### Written exercise
Put every line of the listing below into a Markdown table with two columns, "Row" for a running number and "Line" for the text of that line. Leave out any blank lines.

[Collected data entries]
==========
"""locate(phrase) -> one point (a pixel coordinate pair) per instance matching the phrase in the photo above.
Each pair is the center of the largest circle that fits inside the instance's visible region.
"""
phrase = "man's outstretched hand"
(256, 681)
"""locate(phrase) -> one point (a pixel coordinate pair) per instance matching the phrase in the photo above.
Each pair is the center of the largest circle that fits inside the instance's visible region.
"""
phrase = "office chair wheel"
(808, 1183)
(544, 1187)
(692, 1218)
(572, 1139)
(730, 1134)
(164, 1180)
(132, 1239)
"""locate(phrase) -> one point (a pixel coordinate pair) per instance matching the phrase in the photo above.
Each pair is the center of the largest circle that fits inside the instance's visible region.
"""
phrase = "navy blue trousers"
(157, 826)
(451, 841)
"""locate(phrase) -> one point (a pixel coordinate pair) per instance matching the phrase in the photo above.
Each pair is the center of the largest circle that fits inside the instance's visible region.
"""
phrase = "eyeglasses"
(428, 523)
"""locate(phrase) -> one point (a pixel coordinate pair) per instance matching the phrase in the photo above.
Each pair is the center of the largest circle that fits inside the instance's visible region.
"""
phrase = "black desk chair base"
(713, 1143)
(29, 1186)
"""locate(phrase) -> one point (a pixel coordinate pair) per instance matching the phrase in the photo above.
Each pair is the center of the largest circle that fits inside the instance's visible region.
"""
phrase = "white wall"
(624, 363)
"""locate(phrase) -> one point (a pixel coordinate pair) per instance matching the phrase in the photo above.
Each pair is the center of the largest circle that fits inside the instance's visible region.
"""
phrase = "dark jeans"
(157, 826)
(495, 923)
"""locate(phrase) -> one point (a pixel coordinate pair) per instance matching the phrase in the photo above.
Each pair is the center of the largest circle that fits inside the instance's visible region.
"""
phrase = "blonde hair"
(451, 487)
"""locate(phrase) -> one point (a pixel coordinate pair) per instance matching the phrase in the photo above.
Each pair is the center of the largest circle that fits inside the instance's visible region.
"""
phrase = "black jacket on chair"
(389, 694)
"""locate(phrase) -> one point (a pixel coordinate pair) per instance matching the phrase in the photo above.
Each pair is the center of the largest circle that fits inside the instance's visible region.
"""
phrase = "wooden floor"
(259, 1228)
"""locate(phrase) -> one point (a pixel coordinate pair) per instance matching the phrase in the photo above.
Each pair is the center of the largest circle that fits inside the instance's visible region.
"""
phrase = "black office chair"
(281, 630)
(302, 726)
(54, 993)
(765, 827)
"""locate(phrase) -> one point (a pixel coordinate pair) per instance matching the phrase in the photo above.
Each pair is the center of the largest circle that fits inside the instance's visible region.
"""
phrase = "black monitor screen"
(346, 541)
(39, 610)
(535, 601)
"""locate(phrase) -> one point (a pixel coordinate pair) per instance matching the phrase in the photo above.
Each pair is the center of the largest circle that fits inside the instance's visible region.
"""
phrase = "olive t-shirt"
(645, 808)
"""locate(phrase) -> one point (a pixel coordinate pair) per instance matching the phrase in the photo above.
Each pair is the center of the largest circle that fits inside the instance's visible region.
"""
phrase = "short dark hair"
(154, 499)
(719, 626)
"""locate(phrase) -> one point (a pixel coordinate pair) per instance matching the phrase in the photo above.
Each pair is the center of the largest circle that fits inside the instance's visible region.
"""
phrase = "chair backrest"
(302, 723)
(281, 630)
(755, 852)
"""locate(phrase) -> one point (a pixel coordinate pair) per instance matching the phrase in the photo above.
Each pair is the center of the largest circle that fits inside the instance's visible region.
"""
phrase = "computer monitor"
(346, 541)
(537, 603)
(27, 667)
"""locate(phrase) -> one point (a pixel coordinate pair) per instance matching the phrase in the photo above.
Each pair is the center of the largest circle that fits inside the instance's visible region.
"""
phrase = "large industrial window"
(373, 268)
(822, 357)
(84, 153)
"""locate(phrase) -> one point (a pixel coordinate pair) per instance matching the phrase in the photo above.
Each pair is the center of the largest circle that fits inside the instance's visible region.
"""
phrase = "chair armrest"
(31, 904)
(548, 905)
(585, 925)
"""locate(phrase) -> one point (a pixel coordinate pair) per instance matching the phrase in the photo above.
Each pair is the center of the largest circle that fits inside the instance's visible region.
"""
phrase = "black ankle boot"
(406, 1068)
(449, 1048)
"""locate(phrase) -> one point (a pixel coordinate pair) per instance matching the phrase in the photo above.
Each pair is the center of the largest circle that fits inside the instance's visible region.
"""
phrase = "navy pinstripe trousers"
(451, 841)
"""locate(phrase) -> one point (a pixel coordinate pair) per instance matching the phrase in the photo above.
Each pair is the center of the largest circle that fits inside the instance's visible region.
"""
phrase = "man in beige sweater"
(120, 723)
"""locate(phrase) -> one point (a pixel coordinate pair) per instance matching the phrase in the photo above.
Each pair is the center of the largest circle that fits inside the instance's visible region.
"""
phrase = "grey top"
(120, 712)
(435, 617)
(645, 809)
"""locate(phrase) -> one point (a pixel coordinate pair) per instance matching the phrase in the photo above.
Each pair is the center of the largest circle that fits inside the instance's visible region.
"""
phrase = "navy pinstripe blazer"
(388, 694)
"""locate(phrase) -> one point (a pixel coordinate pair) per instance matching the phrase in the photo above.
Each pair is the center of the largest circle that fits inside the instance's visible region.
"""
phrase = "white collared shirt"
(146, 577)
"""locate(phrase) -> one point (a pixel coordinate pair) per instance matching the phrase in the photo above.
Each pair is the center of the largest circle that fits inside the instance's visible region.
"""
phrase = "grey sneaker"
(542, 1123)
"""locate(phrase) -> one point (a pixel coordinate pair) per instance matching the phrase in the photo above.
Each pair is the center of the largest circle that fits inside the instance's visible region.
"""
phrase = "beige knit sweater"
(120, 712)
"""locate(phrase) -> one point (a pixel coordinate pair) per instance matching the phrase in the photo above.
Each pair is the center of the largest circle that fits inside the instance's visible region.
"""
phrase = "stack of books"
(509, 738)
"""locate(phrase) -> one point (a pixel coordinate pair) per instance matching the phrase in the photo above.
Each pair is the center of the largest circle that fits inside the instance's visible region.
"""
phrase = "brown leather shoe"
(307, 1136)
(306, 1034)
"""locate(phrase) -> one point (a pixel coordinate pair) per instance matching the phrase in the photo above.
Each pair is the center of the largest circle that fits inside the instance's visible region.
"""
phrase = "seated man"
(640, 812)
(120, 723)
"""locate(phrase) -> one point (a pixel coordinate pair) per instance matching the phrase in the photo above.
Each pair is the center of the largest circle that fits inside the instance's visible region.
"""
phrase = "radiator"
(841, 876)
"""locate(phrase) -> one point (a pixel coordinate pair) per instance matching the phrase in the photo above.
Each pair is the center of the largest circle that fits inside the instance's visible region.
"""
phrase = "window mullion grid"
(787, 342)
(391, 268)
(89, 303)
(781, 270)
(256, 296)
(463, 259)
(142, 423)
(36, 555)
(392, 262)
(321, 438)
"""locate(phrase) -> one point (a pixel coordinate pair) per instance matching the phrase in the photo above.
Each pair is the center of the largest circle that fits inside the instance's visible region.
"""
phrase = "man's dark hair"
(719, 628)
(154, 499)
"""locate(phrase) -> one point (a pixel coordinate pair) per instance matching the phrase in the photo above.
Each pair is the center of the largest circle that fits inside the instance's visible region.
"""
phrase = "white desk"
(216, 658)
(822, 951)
==========
### Solution to the problem
| Row | Line |
|---|---|
| 1 | """locate(phrase) -> one point (a pixel coordinate pair) per instance matching the phrase in the photo above. |
| 2 | Each pair is the center of the largest circle that fits inside the instance's visible region. |
| 3 | """ |
| 4 | phrase = "man's outstretched hand" |
| 5 | (256, 681) |
| 6 | """locate(phrase) -> one point (a pixel coordinate pair) per instance matching the phrase in the photo above. |
| 7 | Each pair is the center of the largest circle that fits inside the instance's visible region. |
| 8 | """ |
| 9 | phrase = "office chair wheel" |
| 10 | (808, 1183) |
| 11 | (544, 1187) |
| 12 | (692, 1218) |
| 13 | (572, 1139) |
| 14 | (730, 1134) |
| 15 | (164, 1180) |
| 16 | (132, 1239) |
| 17 | """locate(phrase) -> one point (a pixel coordinate pair) per instance matching the phrase in the photo above. |
| 18 | Each pair is the center of the largest circle that fits inside the instance's visible region. |
| 19 | """ |
| 20 | phrase = "navy blue trousers" |
| 21 | (157, 826) |
| 22 | (451, 841) |
| 23 | """locate(phrase) -> one point (a pixel coordinate pair) per instance matching the phrase in the photo above. |
| 24 | Each pair is the center of the largest circle that fits inside the instance's visible region. |
| 25 | """ |
| 26 | phrase = "eyeglasses" |
| 27 | (428, 523) |
| 28 | """locate(phrase) -> one point (a pixel coordinate pair) per instance matching the phrase in the photo above. |
| 29 | Each pair is the center of the largest circle that fits inside the instance's visible region. |
| 30 | """ |
| 31 | phrase = "black desk chair base" |
| 32 | (713, 1143) |
| 33 | (29, 1186) |
| 34 | """locate(phrase) -> one point (a pixel coordinate pair) per instance matching the phrase in the photo above. |
| 35 | Each pair is the center of the largest circle that fits inside the instance's visible region. |
| 36 | """ |
| 37 | phrase = "white wall" |
| 38 | (624, 363) |
| 39 | """locate(phrase) -> one point (a pixel coordinate pair) per instance matching the phrase in the photo above. |
| 40 | Each pair is the center of the largest circle that fits inside the instance's visible region. |
| 41 | """ |
| 42 | phrase = "dark jeans" |
| 43 | (157, 826) |
| 44 | (495, 923) |
| 45 | """locate(phrase) -> one point (a pixel coordinate pair) per instance matching the phrase in the photo above. |
| 46 | Each pair is the center of the largest circle that fits inside the instance's visible region. |
| 47 | """ |
| 48 | phrase = "blonde hair" |
| 49 | (451, 487) |
| 50 | """locate(phrase) -> one point (a pixel coordinate pair) per instance matching the phrase in the photo above. |
| 51 | Each pair is the center of the largest circle that fits inside the instance's visible region. |
| 52 | """ |
| 53 | phrase = "black jacket on chair" |
| 54 | (389, 694) |
| 55 | """locate(phrase) -> one point (a pixel coordinate pair) per instance matching the phrase in the photo above. |
| 56 | Each pair is the center of the largest circle that fits inside the instance's visible region. |
| 57 | """ |
| 58 | phrase = "wooden floor" |
| 59 | (259, 1228) |
| 60 | """locate(phrase) -> one point (a pixel coordinate pair) per instance matching the phrase in the photo above. |
| 61 | Each pair is the center of the largest circle that fits inside the instance's visible region. |
| 62 | """ |
| 63 | phrase = "black office chair" |
| 64 | (281, 630) |
| 65 | (302, 726) |
| 66 | (54, 993) |
| 67 | (765, 827) |
| 68 | """locate(phrase) -> one point (a pixel coordinate pair) per instance matching the phrase in the photo above. |
| 69 | Each pair is the center of the largest circle that fits inside the instance's visible region. |
| 70 | """ |
| 71 | phrase = "black monitor screen" |
| 72 | (346, 541) |
| 73 | (39, 610) |
| 74 | (535, 601) |
| 75 | """locate(phrase) -> one point (a pixel coordinate pair) per instance matching the phrase in the photo above. |
| 76 | Each pair is the center of the largest circle that fits inside the instance's visible region. |
| 77 | """ |
| 78 | phrase = "olive t-shirt" |
| 79 | (645, 808) |
| 80 | """locate(phrase) -> one point (a pixel coordinate pair) per instance matching the phrase in the photo above. |
| 81 | Each pair is the center of the largest circle that fits inside the instance's visible region. |
| 82 | """ |
| 83 | phrase = "short dark hair" |
| 84 | (154, 499) |
| 85 | (719, 626) |
| 86 | """locate(phrase) -> one point (a pixel coordinate pair) per instance matching the phrase in the photo above. |
| 87 | Each pair is the center of the largest circle that fits inside the instance's visible region. |
| 88 | """ |
| 89 | phrase = "chair backrest" |
| 90 | (302, 723) |
| 91 | (281, 630) |
| 92 | (755, 852) |
| 93 | """locate(phrase) -> one point (a pixel coordinate pair) per instance matching the phrase in the photo above. |
| 94 | Each pair is the center of the largest circle that fits inside the instance's visible region. |
| 95 | """ |
| 96 | phrase = "computer monitor" |
| 97 | (346, 541) |
| 98 | (537, 603) |
| 99 | (27, 667) |
| 100 | """locate(phrase) -> one point (a pixel coordinate pair) per instance matching the phrase in the photo above. |
| 101 | Each pair is the center of the largest circle that fits inside the instance's visible region. |
| 102 | """ |
| 103 | phrase = "large industrial window" |
| 104 | (373, 268) |
| 105 | (822, 357) |
| 106 | (84, 153) |
| 107 | """locate(phrase) -> one point (a pixel coordinate pair) per instance matching the phrase in the photo above. |
| 108 | Each pair is the center of the largest circle that fits inside the instance's visible region. |
| 109 | """ |
| 110 | phrase = "chair armrest" |
| 111 | (31, 904) |
| 112 | (548, 905) |
| 113 | (585, 925) |
| 114 | """locate(phrase) -> one point (a pixel coordinate pair) per instance matching the phrase in the photo above. |
| 115 | Each pair is the center of the largest circle that fits inside the instance's visible region. |
| 116 | """ |
| 117 | phrase = "black ankle boot" |
| 118 | (406, 1068) |
| 119 | (449, 1048) |
| 120 | """locate(phrase) -> one point (a pixel coordinate pair) per instance matching the phrase in the photo above. |
| 121 | Each pair is the center of the largest circle that fits inside the instance's visible region. |
| 122 | """ |
| 123 | phrase = "navy pinstripe trousers" |
| 124 | (451, 841) |
| 125 | """locate(phrase) -> one point (a pixel coordinate pair) per instance matching the phrase in the photo above. |
| 126 | Each pair is the center of the largest circle that fits inside the instance's visible region. |
| 127 | """ |
| 128 | phrase = "man in beige sweater" |
| 129 | (120, 723) |
| 130 | """locate(phrase) -> one point (a pixel coordinate pair) per instance matching the phrase in the photo above. |
| 131 | Each pair is the center of the largest circle that fits inside the instance's visible region. |
| 132 | """ |
| 133 | phrase = "grey top" |
| 134 | (120, 712) |
| 135 | (435, 617) |
| 136 | (645, 809) |
| 137 | """locate(phrase) -> one point (a pixel coordinate pair) per instance matching the phrase in the photo above. |
| 138 | Each pair is the center of the largest circle that fits inside the instance's visible region. |
| 139 | """ |
| 140 | phrase = "navy pinstripe blazer" |
| 141 | (388, 694) |
| 142 | """locate(phrase) -> one point (a pixel coordinate pair) per instance matching the phrase in the photo above. |
| 143 | Each pair is the center of the largest circle that fits inside the instance's visible region. |
| 144 | """ |
| 145 | phrase = "white collared shirt" |
| 146 | (146, 577) |
| 147 | """locate(phrase) -> one point (a pixel coordinate pair) per instance matching the phrase in the photo above. |
| 148 | Each pair is the center of the largest circle that fits inside the instance's visible region. |
| 149 | """ |
| 150 | phrase = "grey sneaker" |
| 151 | (542, 1123) |
| 152 | """locate(phrase) -> one point (a pixel coordinate pair) per instance matching the phrase in the photo above. |
| 153 | Each pair is the center of the largest circle that fits inside the instance's visible region. |
| 154 | """ |
| 155 | phrase = "beige knit sweater" |
| 156 | (120, 712) |
| 157 | """locate(phrase) -> one point (a pixel coordinate pair) per instance matching the phrase in the photo above. |
| 158 | Each pair is the center of the largest circle that fits inside the instance's visible region. |
| 159 | """ |
| 160 | phrase = "stack of books" |
| 161 | (509, 738) |
| 162 | """locate(phrase) -> one point (a pixel coordinate pair) per instance matching the phrase in the photo above. |
| 163 | Each pair is the center of the largest circle that fits inside the instance's visible region. |
| 164 | """ |
| 165 | phrase = "brown leather shoe" |
| 166 | (307, 1136) |
| 167 | (306, 1034) |
| 168 | """locate(phrase) -> one point (a pixel coordinate pair) per instance matching the phrase in the photo above. |
| 169 | Each pair is the center of the largest circle that fits inside the instance's visible region. |
| 170 | """ |
| 171 | phrase = "seated man" |
| 172 | (640, 812) |
| 173 | (120, 723) |
| 174 | """locate(phrase) -> one point (a pixel coordinate pair) per instance matching the phrase in the photo above. |
| 175 | Each pair is the center of the largest circle that fits inside the instance's visible region. |
| 176 | """ |
| 177 | phrase = "radiator" |
| 178 | (841, 876) |
| 179 | """locate(phrase) -> one point (a pixel coordinate pair) per instance matching the phrase in the photo above. |
| 180 | Each pair is the center of the largest circle that fits inside the instance's visible region. |
| 181 | """ |
| 182 | phrase = "window mullion grid" |
| 183 | (787, 342) |
| 184 | (391, 268) |
| 185 | (89, 303) |
| 186 | (781, 270) |
| 187 | (256, 296) |
| 188 | (463, 259) |
| 189 | (142, 423) |
| 190 | (36, 555) |
| 191 | (392, 262) |
| 192 | (321, 438) |
| 193 | """locate(phrase) -> one point (a pixel coordinate pair) per instance matching the phrase in the photo above. |
| 194 | Each pair is the center of the largest circle that fits inside the instance's visible region. |
| 195 | """ |
| 196 | phrase = "man's dark hair" |
| 197 | (719, 628) |
| 198 | (154, 499) |
| 199 | """locate(phrase) -> one point (a pixel coordinate pair) per instance matching the phrase in the photo above. |
| 200 | Each pair is the center of the largest circle that fits inside the instance's visible region. |
| 201 | """ |
| 202 | phrase = "white desk" |
| 203 | (216, 658) |
| 204 | (822, 951) |